Entries for labeling with bounding boxes

================================

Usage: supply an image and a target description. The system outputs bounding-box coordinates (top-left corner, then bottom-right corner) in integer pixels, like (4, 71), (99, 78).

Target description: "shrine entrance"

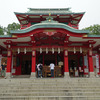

(21, 55), (32, 75)
(68, 53), (84, 77)
(36, 52), (64, 78)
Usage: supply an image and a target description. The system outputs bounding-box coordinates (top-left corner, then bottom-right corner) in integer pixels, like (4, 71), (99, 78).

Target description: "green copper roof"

(11, 19), (89, 33)
(0, 35), (11, 38)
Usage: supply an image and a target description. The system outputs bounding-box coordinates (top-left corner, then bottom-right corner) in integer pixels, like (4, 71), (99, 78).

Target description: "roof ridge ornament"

(42, 13), (58, 23)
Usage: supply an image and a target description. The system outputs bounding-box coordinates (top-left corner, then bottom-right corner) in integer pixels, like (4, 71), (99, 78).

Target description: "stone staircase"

(0, 78), (100, 100)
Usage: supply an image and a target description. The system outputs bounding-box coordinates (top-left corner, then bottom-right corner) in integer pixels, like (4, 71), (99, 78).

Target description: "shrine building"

(0, 8), (100, 78)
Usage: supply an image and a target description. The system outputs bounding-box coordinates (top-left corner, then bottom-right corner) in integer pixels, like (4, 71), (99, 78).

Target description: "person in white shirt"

(37, 63), (43, 78)
(50, 63), (55, 78)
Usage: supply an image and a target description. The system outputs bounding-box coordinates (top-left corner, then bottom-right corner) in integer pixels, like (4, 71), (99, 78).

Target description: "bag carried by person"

(39, 64), (43, 70)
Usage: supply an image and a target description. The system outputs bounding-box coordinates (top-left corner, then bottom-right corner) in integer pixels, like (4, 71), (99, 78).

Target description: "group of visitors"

(0, 62), (6, 79)
(37, 63), (55, 78)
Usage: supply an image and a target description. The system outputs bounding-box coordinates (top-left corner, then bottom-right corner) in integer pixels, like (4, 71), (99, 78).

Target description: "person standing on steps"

(1, 62), (6, 79)
(37, 63), (43, 78)
(50, 63), (55, 78)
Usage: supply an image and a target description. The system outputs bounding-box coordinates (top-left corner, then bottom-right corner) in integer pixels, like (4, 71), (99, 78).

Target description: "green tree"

(5, 22), (20, 35)
(0, 26), (4, 35)
(83, 24), (100, 35)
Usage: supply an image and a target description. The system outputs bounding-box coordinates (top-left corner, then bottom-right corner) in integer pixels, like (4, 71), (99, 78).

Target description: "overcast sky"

(0, 0), (100, 29)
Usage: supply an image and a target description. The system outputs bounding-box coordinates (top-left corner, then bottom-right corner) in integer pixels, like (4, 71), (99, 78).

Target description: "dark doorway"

(21, 55), (32, 75)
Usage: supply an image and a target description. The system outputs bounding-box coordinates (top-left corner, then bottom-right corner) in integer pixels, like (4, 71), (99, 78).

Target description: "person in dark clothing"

(1, 62), (6, 78)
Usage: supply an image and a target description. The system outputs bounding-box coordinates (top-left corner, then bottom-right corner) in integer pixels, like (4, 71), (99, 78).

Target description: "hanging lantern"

(89, 44), (92, 48)
(74, 47), (76, 54)
(40, 48), (42, 53)
(24, 48), (26, 54)
(46, 48), (48, 53)
(65, 50), (68, 56)
(52, 48), (55, 53)
(80, 47), (82, 53)
(18, 48), (20, 54)
(8, 44), (11, 48)
(58, 48), (60, 53)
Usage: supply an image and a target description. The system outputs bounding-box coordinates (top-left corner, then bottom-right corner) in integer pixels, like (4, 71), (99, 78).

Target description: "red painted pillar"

(6, 50), (12, 73)
(31, 50), (36, 72)
(88, 50), (94, 72)
(64, 50), (69, 72)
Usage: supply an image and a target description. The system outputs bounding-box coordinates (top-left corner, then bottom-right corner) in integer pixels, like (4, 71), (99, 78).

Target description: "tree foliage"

(0, 26), (4, 35)
(0, 22), (20, 35)
(83, 24), (100, 35)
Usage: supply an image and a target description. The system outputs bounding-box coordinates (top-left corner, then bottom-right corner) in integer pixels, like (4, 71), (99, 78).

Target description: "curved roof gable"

(10, 19), (89, 34)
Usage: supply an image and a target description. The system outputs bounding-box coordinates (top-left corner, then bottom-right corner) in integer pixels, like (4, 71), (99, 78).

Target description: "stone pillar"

(88, 49), (95, 78)
(6, 50), (12, 78)
(64, 50), (69, 78)
(31, 50), (36, 78)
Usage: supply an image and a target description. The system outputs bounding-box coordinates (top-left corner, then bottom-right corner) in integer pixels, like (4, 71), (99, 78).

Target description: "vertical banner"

(95, 55), (99, 68)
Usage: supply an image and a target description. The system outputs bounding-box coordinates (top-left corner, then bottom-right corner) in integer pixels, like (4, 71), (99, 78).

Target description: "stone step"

(0, 84), (100, 88)
(0, 86), (100, 90)
(0, 78), (100, 83)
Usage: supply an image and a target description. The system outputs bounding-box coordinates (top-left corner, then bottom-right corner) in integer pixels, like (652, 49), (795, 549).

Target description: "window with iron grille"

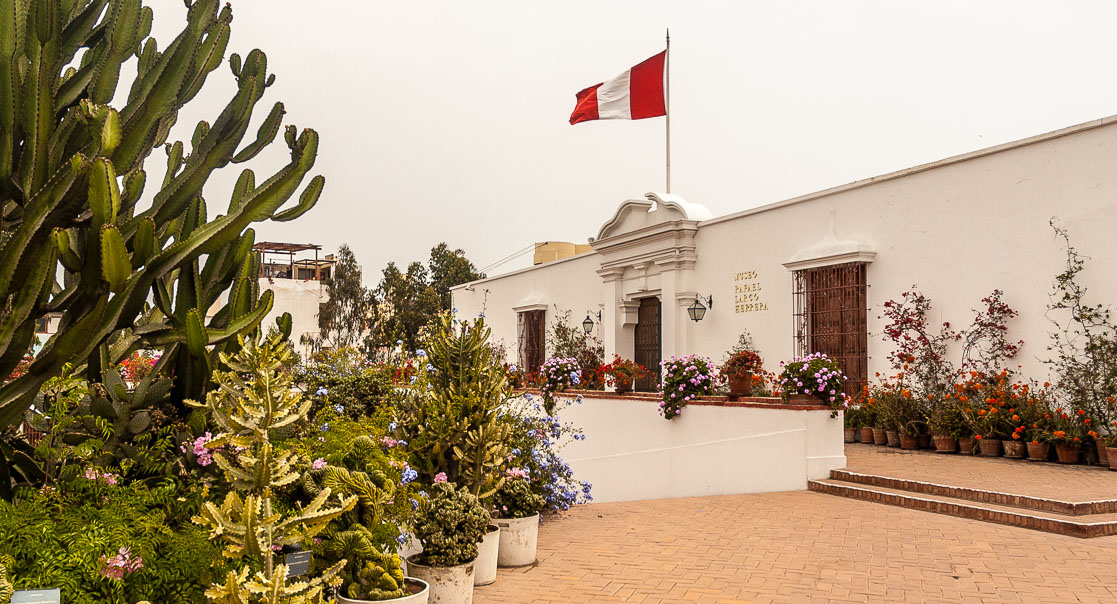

(517, 310), (547, 373)
(793, 262), (869, 396)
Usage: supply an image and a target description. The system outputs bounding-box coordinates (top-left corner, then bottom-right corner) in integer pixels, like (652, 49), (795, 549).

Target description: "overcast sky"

(149, 0), (1117, 285)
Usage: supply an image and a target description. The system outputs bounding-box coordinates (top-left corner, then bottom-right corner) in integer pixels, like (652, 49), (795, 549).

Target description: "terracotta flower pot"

(977, 439), (1001, 458)
(958, 437), (974, 456)
(1004, 439), (1028, 459)
(1054, 442), (1079, 463)
(1028, 442), (1051, 461)
(729, 373), (753, 396)
(932, 437), (958, 453)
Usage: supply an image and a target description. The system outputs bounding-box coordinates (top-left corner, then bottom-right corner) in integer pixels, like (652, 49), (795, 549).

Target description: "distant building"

(452, 117), (1117, 390)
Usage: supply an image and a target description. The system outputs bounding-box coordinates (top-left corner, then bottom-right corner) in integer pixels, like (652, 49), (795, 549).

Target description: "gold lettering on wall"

(733, 270), (767, 313)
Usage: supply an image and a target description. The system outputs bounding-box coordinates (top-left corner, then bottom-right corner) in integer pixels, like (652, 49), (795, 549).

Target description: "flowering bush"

(121, 351), (162, 384)
(502, 393), (593, 512)
(598, 354), (650, 390)
(540, 356), (582, 413)
(659, 355), (717, 420)
(779, 353), (849, 416)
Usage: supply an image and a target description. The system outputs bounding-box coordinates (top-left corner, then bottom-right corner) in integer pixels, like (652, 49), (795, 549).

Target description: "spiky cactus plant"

(0, 0), (324, 425)
(189, 334), (357, 604)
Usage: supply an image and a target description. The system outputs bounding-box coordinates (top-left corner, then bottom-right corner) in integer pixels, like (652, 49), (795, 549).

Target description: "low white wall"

(559, 396), (846, 502)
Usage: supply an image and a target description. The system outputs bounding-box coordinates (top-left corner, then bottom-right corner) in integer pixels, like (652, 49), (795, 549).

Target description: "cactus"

(399, 314), (510, 499)
(0, 0), (324, 425)
(188, 334), (357, 604)
(346, 552), (408, 600)
(0, 555), (16, 604)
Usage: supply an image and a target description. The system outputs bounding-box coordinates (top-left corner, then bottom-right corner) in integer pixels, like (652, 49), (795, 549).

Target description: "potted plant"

(659, 354), (716, 420)
(598, 354), (650, 394)
(493, 477), (546, 567)
(777, 353), (849, 418)
(408, 482), (489, 604)
(719, 348), (764, 396)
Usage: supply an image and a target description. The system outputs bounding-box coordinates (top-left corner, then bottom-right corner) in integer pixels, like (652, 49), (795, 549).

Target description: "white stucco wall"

(454, 114), (1117, 378)
(545, 396), (846, 502)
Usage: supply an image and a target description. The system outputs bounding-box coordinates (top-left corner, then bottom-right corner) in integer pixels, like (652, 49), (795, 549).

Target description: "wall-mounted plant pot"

(1004, 439), (1028, 459)
(930, 435), (958, 453)
(408, 555), (476, 604)
(337, 577), (430, 604)
(474, 525), (500, 585)
(496, 514), (540, 567)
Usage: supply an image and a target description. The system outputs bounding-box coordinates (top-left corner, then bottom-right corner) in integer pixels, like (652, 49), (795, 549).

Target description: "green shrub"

(416, 482), (490, 566)
(493, 478), (547, 518)
(0, 471), (225, 604)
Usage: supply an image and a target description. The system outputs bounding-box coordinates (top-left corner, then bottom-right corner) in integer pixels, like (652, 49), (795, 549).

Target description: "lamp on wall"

(582, 310), (601, 335)
(687, 294), (714, 323)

================================

:: Exercise requirements ::
Can you render every line from the start of the entries through the line holding "(0, 78), (100, 100)", both included, as a numbered list, skipping blank lines and leaving out the pictures?

:: Task response ::
1. Usage: supply an image and a target description. The system outputs bounding-box coordinates (top-left corner, then bottom-right corner) in integer pixels, like (4, 71), (99, 78).
2. Target description: "shrine entrance"
3. (21, 55), (32, 75)
4. (68, 53), (84, 77)
5. (36, 52), (64, 78)
6. Usage: supply an image and a target description. The system outputs bounding-box coordinates (top-left corner, then bottom-right corner) in integer pixels, like (4, 71), (99, 78).
7. Target description: "green copper roof"
8. (11, 19), (89, 33)
9. (0, 35), (11, 38)
10. Usage: supply an image and a target description. The system outputs bounding-box coordinates (top-left corner, then bottom-right corner) in integer pixels, like (4, 71), (99, 78).
11. Target description: "roof ridge ornament"
12. (42, 13), (58, 23)
13. Usage: supply an image and a target description. The system outputs bounding-box coordinates (top-left corner, then bottom-right corner) in integer pixels, like (4, 71), (99, 78).
14. Target description: "stone staircase"
15. (0, 78), (100, 100)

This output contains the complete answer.